◆ Yapılacak İş: Aşağıdaki kayıtlarda "post" sözcüğünü içeren her satırı, hiçbir değişiklik yapmadan aktararak gösteriniz. Büyük-küçük harf ayrımı dikkate alınmalıdır.

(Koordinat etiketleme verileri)
• • • • • • •

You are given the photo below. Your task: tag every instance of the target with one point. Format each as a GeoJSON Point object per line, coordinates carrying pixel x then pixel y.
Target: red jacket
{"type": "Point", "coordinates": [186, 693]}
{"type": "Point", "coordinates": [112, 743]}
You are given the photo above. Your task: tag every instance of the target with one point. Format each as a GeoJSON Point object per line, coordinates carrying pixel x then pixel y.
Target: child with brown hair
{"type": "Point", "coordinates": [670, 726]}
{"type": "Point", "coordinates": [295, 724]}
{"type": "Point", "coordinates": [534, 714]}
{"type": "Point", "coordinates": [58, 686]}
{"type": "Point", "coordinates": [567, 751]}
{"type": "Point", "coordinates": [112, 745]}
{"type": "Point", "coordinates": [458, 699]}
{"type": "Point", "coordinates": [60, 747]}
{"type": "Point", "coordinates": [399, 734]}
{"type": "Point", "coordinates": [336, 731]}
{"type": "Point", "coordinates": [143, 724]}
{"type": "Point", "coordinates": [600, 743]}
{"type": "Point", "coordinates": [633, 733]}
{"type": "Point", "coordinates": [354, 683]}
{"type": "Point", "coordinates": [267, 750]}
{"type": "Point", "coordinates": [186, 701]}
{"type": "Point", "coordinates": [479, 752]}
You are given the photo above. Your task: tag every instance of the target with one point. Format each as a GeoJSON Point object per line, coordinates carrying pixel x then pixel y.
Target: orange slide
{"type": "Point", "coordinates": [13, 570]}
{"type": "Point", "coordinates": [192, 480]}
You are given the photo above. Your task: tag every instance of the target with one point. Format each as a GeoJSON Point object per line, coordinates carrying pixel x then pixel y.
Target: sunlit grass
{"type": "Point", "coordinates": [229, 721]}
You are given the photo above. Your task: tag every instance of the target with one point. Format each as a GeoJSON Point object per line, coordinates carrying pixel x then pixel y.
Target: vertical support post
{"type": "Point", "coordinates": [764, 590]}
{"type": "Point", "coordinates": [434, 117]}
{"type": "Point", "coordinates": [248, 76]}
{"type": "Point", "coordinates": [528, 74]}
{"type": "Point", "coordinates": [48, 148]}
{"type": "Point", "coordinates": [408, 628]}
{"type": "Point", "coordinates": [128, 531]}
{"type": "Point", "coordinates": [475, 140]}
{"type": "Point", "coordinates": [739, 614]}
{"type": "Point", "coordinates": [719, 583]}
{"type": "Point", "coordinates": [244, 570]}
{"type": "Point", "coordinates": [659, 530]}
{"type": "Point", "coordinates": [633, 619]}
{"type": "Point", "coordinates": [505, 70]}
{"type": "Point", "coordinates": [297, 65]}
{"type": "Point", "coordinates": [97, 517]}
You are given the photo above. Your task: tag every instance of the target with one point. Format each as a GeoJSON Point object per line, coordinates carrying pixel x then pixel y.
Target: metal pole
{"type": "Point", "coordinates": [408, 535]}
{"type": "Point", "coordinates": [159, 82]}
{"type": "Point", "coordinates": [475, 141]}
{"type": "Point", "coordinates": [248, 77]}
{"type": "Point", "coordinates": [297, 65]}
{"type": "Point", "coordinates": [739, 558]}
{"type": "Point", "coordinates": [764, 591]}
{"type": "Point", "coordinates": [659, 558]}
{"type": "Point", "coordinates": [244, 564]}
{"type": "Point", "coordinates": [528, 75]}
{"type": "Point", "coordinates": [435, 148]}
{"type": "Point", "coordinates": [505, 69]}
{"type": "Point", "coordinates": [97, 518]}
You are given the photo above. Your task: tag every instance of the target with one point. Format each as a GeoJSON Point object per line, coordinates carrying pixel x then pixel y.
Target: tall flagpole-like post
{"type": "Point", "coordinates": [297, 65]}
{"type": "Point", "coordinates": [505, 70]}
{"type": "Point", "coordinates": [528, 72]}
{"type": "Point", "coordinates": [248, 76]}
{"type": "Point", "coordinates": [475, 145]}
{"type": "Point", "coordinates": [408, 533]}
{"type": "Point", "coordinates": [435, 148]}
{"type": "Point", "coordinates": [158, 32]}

• • • • • • •

◆ Alıştırma Çıktısı:
Target: vertical support post
Target: tall flagpole-like post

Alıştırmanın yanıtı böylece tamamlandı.